Devuelve literalmente el fragmento del texto sobre la autonomía gallega que empieza con las palabras "Lo que siguió" y termina con "Sí, pero no.".

#### [DOCUMENTO]

*-*-*

La influencia de los jefes del contrabando era tan notable como la que ejercían los cargos de diputaciones provinciales, cajas rurales y cooperativas, instrumentos de control social en una Galicia dependiente en exceso del aparato estatal. De estas mismas estructuras salieron los candidatos de Unión de Centro Democrático (UCD) y de Alianza Popular para los primeros comicios generales de 1977, los primeros tras la dictadura. Arrasó la reforma, mas el oficialismo trazó un diagnóstico errado sobre aquellos resultados.

Con una mezcla de ignorancia y triunfalismo, los mariscales del Centro colocaron a Galicia entre los territorios leales y descartaron las promesas realizadas sobre el idioma y la autonomía; promesas que cohesionaban sus cuadros autóctonos y que habían calado en un país que veía en la descentralización la solución al atraso económico e institucional. Obviaron la penalización que suponía para la izquierda y el nacionalismo la sopa de siglas, e infravaloraron el impacto de los aparatos mediático –que Adolfo Suárez conocía y explotaba sin pudor– y clientelar.

En respuesta al agravio, medio millón de gallegos reclamaron el estatus autónomo en las marchas del 4 de diciembre, jornada que no obstante pasaría a la historia por la reivindicación del autogobierno para Andalucía. La protesta obligó a adelantar la preautonomía, mas no cambió la estrategia del gobierno: encaminados los estatutos de Euskadi y Catalunya, tocaba ‘racionalizar’ el proceso autonómico y Galicia sería ejemplo para las demás.

Lo que siguió fue un anticipo del destino de UCD y de lo que sería la política galaica en la década de los ochenta. Desde Madrid se dio orden de ralentizar las negociaciones para finalmente recortar el proyecto del Estatuto de Galicia ya en la Comisión Constitucional, un ardid que doblegó cruelmente al sector galleguista dentro del reformismo. Cuando hubo de explicar su voto Antonio Rosón, presidente preautonómico por el Centro y pionero de la causa del autogobierno, comentó resignado:

– Sí, pero no.

*-*-*

[Líneas de datos]
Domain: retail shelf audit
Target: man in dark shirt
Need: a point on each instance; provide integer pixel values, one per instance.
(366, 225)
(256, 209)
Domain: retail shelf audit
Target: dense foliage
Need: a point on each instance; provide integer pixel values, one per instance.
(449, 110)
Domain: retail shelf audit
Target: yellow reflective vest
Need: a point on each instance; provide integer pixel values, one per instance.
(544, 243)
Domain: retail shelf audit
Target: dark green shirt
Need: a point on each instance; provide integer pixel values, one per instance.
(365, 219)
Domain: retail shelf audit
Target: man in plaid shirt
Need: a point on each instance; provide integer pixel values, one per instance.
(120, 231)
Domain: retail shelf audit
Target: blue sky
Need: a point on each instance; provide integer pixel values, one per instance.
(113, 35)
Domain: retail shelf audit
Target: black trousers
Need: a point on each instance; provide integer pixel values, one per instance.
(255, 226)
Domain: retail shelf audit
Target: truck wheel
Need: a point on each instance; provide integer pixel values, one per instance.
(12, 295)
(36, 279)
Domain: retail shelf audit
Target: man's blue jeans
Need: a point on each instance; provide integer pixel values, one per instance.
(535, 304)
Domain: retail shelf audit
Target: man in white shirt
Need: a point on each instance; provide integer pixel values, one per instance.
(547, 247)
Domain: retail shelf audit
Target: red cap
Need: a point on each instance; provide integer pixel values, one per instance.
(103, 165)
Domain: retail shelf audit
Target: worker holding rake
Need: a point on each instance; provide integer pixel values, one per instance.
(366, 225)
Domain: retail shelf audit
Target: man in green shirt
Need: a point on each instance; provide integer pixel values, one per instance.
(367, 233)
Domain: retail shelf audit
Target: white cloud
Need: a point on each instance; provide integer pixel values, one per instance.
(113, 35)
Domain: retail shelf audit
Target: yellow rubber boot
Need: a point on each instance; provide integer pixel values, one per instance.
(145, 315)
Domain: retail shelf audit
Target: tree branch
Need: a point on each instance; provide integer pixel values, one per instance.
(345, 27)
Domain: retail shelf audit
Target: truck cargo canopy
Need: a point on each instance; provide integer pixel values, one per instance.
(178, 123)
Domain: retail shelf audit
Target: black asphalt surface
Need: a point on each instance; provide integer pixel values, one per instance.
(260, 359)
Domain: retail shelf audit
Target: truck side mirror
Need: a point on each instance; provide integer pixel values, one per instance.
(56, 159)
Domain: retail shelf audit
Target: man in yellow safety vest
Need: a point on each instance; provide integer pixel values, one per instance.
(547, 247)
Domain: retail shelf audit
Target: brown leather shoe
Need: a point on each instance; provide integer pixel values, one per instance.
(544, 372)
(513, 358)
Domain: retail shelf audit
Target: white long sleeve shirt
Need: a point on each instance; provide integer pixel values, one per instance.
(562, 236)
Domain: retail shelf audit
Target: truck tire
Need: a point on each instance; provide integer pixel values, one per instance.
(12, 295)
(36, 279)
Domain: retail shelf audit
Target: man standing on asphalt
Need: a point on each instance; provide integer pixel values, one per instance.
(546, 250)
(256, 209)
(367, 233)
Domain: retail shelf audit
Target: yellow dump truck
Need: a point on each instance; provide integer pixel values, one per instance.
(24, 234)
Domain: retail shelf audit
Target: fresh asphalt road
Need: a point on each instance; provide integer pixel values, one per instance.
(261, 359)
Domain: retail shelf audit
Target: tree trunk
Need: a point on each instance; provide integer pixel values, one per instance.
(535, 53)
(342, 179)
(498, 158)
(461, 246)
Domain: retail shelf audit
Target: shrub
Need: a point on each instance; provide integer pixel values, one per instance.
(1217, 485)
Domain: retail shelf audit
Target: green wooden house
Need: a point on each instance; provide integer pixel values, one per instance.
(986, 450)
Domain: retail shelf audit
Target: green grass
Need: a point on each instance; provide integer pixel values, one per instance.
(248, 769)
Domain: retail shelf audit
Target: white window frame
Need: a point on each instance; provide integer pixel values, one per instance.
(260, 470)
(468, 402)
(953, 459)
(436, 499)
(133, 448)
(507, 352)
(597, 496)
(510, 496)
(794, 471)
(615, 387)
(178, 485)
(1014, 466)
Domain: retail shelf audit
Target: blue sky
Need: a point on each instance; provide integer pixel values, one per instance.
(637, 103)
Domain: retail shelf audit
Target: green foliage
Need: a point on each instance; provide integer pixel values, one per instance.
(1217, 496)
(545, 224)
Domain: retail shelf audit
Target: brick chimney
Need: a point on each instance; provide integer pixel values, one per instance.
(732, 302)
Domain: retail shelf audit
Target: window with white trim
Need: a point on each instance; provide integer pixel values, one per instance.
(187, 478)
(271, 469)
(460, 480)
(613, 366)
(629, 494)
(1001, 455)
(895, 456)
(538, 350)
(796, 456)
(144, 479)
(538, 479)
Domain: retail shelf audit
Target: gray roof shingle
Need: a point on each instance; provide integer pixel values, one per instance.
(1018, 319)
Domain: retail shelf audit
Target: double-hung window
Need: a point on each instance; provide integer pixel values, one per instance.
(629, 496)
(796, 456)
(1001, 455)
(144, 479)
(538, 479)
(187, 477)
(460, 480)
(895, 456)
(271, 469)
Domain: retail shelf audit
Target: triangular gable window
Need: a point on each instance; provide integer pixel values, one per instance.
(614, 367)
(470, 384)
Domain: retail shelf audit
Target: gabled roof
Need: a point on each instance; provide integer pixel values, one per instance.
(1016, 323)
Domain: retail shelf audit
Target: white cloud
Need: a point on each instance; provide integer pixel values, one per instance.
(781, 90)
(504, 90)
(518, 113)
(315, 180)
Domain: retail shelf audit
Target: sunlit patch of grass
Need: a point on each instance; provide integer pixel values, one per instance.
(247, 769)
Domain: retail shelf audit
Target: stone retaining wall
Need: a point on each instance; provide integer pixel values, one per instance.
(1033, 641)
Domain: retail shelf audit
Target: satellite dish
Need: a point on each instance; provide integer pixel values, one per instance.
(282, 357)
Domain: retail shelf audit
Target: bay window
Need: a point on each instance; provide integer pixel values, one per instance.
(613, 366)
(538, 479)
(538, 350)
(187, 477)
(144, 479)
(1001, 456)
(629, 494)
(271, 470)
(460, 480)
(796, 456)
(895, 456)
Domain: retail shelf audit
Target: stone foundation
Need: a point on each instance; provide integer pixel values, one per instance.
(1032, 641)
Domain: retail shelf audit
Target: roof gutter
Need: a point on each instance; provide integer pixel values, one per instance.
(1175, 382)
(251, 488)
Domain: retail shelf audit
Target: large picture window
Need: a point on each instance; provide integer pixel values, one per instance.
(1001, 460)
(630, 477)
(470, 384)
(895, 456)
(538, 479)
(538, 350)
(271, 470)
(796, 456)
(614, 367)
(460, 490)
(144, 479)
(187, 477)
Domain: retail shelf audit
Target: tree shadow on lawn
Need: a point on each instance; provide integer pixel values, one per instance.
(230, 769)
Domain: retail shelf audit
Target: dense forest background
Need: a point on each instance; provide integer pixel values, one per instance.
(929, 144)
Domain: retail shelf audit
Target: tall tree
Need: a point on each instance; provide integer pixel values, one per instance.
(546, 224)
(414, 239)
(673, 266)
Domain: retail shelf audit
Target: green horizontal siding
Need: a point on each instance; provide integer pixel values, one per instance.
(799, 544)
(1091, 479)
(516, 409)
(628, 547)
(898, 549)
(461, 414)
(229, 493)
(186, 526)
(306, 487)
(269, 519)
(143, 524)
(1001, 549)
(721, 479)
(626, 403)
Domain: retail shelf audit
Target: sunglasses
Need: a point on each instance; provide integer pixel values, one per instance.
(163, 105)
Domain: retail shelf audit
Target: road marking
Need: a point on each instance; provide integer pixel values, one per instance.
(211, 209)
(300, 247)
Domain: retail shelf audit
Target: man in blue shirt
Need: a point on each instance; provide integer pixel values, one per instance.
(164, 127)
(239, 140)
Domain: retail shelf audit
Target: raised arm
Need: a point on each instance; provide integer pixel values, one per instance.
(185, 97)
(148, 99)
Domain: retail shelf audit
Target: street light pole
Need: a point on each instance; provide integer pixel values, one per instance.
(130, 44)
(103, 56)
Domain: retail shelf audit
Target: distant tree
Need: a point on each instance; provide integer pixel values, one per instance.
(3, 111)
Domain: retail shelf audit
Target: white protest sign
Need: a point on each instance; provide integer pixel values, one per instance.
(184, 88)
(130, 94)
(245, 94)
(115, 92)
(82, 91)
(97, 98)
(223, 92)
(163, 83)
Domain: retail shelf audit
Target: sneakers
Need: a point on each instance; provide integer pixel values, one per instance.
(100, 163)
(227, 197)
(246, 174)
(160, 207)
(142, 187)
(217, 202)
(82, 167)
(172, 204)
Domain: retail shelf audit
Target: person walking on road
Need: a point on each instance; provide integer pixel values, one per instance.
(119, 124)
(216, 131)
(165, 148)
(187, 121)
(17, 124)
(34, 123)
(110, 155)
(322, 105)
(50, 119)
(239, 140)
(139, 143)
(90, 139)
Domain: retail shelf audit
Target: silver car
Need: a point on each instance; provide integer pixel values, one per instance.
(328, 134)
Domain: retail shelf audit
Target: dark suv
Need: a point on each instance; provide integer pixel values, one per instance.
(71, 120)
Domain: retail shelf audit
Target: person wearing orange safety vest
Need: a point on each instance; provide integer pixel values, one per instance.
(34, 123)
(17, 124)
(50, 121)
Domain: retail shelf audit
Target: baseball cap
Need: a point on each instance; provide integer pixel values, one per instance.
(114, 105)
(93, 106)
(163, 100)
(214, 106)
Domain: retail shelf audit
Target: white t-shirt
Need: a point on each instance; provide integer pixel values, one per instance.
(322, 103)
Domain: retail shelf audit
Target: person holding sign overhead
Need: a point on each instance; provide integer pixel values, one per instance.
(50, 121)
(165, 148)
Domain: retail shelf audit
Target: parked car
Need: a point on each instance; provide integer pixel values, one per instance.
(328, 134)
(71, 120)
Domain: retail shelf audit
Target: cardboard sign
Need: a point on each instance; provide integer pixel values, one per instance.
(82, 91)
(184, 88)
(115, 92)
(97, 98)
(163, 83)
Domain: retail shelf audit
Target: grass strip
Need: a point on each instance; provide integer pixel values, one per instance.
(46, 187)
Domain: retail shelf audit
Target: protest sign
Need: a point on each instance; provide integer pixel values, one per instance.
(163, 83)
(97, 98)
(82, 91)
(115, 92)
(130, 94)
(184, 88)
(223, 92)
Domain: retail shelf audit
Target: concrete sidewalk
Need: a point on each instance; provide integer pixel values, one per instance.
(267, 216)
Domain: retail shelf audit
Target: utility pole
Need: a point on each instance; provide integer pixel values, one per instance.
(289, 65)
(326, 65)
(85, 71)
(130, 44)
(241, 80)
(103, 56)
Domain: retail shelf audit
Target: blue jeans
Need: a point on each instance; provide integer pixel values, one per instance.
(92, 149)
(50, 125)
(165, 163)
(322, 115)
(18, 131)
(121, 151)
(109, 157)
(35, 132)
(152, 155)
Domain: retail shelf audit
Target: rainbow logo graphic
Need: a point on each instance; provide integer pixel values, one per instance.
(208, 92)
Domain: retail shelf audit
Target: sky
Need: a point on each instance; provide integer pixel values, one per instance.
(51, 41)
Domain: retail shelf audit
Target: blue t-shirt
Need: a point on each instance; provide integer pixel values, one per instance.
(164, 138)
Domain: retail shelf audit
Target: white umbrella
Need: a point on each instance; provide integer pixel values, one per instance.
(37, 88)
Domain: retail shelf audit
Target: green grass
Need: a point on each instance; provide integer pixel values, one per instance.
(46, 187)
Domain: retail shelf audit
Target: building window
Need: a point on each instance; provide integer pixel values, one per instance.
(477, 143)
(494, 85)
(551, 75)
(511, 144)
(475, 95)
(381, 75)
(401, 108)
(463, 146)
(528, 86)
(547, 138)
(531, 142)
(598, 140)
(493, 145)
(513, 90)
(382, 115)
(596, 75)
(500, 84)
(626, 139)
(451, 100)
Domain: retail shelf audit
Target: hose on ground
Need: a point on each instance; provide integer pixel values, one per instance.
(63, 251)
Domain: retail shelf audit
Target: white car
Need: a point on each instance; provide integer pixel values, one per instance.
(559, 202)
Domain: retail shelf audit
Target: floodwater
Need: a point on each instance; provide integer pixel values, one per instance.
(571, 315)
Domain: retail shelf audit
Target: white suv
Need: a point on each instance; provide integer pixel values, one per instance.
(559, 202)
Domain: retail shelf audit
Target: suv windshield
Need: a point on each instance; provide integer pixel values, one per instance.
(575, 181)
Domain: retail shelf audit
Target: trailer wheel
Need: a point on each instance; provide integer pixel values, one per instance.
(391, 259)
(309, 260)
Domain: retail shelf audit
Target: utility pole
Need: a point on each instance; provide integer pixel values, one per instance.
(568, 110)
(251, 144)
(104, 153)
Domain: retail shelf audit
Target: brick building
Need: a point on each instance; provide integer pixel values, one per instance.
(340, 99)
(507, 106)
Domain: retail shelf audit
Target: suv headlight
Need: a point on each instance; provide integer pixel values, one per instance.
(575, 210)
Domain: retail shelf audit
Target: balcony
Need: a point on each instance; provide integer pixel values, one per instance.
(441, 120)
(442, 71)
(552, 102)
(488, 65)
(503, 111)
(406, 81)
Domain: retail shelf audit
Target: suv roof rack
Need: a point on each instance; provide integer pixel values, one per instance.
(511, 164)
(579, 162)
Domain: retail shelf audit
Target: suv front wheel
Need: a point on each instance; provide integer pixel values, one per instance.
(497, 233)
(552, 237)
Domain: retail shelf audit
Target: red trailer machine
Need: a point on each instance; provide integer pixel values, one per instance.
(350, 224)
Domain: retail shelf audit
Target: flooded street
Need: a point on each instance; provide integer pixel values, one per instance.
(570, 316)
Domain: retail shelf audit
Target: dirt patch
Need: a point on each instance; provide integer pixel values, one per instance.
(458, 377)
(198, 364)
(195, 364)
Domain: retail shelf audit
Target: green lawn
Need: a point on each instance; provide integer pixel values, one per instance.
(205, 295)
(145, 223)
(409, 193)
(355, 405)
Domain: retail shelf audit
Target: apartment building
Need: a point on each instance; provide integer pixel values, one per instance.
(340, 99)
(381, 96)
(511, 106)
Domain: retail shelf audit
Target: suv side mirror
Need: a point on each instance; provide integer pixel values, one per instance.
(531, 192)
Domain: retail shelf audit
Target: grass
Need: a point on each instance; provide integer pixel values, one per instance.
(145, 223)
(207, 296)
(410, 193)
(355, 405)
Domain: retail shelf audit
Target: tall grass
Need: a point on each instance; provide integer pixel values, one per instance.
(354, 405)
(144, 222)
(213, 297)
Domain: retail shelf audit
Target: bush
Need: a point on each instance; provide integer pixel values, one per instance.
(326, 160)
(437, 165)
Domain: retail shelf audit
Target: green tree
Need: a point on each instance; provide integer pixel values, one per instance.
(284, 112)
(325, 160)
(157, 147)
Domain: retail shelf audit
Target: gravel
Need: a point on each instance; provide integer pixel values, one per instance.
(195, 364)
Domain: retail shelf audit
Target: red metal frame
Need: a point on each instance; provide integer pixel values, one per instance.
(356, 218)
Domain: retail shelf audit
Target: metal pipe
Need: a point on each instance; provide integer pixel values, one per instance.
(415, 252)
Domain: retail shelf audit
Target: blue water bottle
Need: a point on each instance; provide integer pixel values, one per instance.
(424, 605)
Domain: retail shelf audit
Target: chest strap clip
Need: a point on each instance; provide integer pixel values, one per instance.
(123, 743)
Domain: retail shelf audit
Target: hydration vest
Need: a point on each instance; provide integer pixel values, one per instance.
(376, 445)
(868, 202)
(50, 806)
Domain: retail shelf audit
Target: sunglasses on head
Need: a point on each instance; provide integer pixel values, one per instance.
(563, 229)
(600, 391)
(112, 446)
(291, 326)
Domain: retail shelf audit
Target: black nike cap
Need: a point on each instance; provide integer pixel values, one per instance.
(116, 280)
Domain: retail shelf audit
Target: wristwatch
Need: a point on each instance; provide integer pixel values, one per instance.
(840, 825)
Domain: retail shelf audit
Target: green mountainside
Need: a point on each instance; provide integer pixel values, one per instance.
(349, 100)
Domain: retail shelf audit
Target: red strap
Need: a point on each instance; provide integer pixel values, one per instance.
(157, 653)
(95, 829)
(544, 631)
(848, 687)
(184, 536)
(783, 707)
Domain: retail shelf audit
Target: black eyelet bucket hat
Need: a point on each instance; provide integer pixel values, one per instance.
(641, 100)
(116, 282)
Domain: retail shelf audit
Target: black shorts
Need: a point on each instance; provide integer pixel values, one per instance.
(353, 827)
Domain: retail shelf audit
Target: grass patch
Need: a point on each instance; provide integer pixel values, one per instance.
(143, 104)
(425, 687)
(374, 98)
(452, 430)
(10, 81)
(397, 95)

*-*-*

#### [RESULTADO DEL EJERCICIO]
Lo que siguió fue un anticipo del destino de UCD y de lo que sería la política galaica en la década de los ochenta. Desde Madrid se dio orden de ralentizar las negociaciones para finalmente recortar el proyecto del Estatuto de Galicia ya en la Comisión Constitucional, un ardid que doblegó cruelmente al sector galleguista dentro del reformismo. Cuando hubo de explicar su voto Antonio Rosón, presidente preautonómico por el Centro y pionero de la causa del autogobierno, comentó resignado:

– Sí, pero no.